[Opening AVAILABLE DATA section]
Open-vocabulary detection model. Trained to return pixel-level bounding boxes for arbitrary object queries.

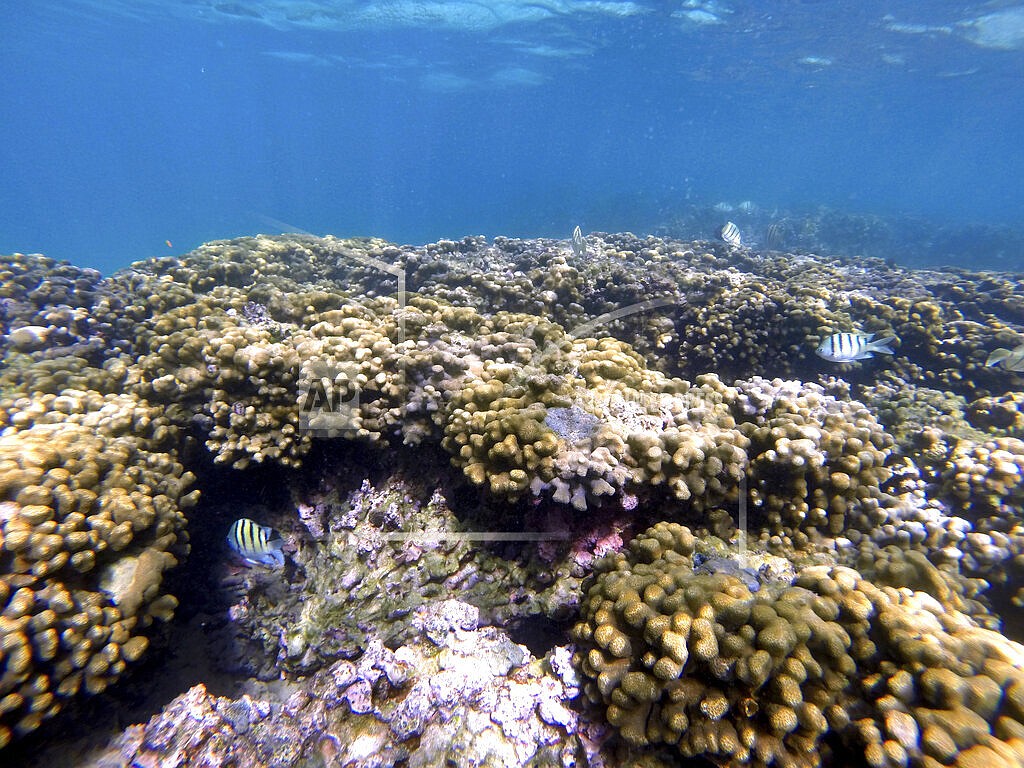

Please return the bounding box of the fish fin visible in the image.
[267,540,286,568]
[859,352,874,359]
[986,349,1010,367]
[267,548,286,568]
[868,336,897,355]
[244,552,284,568]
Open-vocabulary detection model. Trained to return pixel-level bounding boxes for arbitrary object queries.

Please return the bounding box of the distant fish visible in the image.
[737,200,756,214]
[570,225,587,258]
[764,222,787,249]
[693,552,761,592]
[713,201,734,213]
[720,221,742,246]
[816,332,898,363]
[227,518,285,568]
[986,344,1024,371]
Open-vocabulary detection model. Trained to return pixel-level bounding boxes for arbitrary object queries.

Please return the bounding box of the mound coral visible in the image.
[Closing AVAILABLE DATA section]
Print exactly the lines from the one containing "Please return the bounding box of the fish" through the last line of the records above, both included.

Please return the bounding box of the fish fin visible in the image.
[267,540,286,568]
[859,352,874,359]
[986,349,1010,367]
[267,548,286,568]
[868,336,897,355]
[244,552,284,568]
Open-vocabulary detection model. Trained to return pixel-level bounding boxes for arbitrary object queries.

Please return the bounding box of the distant fish visible in the image.
[737,200,756,214]
[570,225,587,258]
[764,222,787,249]
[693,552,761,592]
[713,201,734,213]
[720,221,742,246]
[816,332,898,363]
[227,518,285,568]
[986,344,1024,371]
Open-vocabulary detection model. Trained to return pixel-level bounding boxes for arbitrary object queries.

Please return the bounding box of the mound coral visible in the image.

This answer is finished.